* _Set task_
Recast the material from the line containing "Each instance of the tile" up to and including the line containing "pixel 454 195" as a numbered list, omitting any blank lines.
***
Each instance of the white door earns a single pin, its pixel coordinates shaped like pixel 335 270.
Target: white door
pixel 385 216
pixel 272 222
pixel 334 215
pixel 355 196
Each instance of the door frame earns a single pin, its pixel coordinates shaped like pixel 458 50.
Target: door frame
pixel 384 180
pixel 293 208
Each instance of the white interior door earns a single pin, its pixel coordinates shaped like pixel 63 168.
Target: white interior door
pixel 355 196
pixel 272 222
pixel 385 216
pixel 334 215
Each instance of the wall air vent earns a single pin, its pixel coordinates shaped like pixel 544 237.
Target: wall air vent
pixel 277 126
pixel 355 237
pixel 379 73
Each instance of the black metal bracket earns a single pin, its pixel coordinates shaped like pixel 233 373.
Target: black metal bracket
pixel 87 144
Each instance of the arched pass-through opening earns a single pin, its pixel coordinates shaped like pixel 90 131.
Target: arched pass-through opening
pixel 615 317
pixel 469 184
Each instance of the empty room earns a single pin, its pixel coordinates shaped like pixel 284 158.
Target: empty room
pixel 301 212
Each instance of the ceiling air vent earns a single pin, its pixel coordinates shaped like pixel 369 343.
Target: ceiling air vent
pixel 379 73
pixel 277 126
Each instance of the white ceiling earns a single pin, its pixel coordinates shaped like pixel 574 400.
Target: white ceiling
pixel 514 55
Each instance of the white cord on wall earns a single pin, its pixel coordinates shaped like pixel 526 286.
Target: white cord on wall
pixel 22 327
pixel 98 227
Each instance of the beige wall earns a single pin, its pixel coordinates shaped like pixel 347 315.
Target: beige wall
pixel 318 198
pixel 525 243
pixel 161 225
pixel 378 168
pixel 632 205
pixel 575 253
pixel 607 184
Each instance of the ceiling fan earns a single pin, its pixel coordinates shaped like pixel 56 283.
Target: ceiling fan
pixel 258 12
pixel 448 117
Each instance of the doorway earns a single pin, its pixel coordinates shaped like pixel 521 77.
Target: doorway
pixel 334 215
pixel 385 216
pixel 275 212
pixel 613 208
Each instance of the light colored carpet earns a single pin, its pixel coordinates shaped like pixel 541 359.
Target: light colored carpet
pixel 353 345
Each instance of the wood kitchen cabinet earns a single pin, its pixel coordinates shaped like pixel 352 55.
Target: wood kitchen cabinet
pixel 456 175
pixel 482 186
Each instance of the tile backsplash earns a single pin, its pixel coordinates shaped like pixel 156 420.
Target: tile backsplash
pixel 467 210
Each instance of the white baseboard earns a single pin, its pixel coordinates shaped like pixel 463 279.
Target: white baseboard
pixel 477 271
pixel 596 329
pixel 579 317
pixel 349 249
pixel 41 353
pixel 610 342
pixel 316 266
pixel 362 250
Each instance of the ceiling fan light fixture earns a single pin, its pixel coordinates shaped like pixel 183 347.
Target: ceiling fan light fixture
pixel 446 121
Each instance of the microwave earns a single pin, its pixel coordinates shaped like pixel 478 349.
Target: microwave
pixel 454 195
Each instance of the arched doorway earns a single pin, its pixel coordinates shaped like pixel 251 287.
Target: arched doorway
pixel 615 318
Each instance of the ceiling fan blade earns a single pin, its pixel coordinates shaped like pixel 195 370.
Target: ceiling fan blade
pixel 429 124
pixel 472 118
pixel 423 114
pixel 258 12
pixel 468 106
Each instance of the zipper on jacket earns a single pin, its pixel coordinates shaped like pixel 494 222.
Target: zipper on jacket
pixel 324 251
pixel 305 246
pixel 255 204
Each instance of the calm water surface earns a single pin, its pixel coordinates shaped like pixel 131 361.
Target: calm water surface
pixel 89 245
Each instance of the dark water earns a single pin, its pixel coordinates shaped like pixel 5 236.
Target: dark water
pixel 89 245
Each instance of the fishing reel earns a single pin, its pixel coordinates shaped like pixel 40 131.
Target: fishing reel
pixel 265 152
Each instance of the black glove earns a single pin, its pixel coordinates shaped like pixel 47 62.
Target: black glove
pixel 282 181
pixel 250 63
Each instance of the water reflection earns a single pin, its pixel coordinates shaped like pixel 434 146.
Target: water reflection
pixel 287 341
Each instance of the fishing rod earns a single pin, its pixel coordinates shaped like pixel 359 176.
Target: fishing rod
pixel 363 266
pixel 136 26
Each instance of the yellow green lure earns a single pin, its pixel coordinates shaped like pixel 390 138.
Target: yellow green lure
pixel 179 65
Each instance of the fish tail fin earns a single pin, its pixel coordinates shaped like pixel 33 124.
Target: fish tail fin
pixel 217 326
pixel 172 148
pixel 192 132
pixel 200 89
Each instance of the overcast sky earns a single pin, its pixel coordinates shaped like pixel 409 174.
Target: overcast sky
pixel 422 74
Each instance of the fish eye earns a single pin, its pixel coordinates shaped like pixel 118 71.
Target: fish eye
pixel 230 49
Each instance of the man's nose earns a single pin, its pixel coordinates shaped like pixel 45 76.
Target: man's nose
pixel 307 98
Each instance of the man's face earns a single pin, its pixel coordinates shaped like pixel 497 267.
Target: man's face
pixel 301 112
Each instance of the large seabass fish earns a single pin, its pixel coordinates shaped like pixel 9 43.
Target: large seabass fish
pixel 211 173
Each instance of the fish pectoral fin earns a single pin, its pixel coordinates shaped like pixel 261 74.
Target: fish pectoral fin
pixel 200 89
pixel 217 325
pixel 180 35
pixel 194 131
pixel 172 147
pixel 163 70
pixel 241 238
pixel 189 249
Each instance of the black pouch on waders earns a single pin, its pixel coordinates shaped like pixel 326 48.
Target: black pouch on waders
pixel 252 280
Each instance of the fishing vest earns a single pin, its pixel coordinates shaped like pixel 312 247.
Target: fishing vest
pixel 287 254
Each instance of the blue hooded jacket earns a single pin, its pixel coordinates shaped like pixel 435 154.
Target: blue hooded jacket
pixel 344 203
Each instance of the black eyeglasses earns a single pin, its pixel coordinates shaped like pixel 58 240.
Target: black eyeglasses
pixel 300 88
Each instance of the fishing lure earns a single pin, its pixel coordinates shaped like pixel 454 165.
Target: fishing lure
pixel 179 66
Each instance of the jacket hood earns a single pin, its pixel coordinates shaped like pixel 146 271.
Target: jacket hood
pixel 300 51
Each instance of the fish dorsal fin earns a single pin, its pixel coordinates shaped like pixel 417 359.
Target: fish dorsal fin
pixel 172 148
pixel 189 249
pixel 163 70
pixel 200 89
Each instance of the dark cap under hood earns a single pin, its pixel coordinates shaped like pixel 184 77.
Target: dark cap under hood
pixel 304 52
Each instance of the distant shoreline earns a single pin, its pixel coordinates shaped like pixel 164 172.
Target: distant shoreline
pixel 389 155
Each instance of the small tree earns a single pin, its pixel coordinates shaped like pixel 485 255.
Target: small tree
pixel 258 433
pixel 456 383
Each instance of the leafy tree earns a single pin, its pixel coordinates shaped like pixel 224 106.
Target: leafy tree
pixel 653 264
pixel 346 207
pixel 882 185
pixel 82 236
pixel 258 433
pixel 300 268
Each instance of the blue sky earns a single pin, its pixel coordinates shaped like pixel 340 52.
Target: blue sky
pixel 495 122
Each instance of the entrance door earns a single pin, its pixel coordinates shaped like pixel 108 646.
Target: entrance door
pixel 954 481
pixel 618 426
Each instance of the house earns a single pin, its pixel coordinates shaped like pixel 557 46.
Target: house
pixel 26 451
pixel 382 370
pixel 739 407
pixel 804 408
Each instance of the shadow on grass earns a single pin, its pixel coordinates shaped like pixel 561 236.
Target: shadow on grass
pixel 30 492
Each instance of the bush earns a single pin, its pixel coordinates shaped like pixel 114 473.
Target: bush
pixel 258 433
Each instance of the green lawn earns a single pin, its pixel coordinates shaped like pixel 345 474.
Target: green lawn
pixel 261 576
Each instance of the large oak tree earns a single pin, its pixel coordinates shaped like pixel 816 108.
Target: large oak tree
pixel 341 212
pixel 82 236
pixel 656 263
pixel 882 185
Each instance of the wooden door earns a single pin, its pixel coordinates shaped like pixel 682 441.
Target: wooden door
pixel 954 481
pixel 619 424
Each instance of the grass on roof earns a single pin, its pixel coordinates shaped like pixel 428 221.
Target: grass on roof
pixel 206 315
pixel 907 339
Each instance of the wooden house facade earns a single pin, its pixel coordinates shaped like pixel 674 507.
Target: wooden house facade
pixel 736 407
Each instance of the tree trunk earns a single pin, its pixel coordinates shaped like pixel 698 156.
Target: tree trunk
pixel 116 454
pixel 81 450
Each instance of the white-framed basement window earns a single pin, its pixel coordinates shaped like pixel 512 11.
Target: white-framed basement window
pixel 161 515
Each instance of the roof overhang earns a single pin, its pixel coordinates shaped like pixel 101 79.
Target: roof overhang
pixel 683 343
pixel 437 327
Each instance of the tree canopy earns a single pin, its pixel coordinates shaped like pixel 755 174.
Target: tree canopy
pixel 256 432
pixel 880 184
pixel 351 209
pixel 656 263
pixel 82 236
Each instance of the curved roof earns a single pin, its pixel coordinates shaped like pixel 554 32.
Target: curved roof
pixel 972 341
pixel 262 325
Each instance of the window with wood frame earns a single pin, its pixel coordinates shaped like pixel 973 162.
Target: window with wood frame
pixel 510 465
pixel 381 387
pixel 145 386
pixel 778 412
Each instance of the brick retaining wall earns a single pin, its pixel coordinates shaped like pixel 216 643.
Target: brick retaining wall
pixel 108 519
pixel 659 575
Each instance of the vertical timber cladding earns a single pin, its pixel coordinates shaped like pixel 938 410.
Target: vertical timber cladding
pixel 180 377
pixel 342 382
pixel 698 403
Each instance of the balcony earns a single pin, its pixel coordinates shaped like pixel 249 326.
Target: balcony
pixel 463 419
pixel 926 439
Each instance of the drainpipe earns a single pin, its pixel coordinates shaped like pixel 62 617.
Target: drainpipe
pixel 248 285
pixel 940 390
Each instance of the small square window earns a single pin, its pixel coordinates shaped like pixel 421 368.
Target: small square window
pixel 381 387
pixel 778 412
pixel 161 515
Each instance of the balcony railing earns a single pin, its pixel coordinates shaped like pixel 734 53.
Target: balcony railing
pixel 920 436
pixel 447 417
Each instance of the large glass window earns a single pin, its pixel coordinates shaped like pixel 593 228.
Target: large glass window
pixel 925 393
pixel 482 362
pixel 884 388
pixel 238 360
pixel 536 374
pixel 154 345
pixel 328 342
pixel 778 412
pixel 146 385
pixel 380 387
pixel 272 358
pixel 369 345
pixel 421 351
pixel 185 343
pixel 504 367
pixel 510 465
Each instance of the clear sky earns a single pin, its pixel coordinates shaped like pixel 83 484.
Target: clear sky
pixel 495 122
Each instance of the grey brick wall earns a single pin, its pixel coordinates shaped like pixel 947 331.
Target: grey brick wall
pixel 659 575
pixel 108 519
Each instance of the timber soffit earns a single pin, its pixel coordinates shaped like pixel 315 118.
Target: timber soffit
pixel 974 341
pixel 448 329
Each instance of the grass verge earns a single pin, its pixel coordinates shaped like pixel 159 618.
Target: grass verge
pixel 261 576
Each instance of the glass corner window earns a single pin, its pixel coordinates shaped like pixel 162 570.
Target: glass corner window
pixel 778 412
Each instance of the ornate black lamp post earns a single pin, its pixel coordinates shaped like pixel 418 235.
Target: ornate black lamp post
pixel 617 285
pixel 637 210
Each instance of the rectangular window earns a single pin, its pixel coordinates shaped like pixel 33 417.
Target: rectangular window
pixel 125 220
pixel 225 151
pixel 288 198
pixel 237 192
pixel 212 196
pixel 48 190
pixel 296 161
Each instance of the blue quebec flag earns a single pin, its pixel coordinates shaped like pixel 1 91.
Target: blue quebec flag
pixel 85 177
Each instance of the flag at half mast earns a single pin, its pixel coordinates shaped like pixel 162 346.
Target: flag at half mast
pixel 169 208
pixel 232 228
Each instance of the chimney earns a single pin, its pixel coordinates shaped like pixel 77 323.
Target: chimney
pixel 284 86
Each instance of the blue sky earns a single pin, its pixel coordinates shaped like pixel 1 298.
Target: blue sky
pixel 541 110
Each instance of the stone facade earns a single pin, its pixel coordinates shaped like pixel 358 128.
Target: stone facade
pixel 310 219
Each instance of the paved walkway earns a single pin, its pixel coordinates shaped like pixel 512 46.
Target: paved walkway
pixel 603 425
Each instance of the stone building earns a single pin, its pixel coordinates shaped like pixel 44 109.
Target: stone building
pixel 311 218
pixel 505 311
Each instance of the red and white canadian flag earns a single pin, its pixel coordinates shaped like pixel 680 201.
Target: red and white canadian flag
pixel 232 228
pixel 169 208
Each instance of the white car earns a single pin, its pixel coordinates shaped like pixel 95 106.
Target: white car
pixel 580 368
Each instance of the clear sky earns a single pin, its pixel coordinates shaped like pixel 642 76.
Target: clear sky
***
* _Response to this exercise_
1. Each instance of the tile backsplash earns a single pin, its pixel coordinates shaped like pixel 156 420.
2. Target: tile backsplash
3. pixel 467 210
4. Each instance of the white baseboard earns a single pin, its pixel coordinates shaped like pixel 463 279.
5. Target: white baseboard
6. pixel 477 271
7. pixel 596 329
8. pixel 579 317
9. pixel 349 249
10. pixel 41 353
11. pixel 610 342
12. pixel 316 266
13. pixel 362 250
14. Each instance of the ceiling fan light fixture earns a single pin, its pixel coordinates shaped like pixel 183 347.
15. Target: ceiling fan light fixture
16. pixel 446 121
17. Each instance of the microwave earns a single pin, its pixel coordinates shaped like pixel 478 349.
18. Target: microwave
19. pixel 454 195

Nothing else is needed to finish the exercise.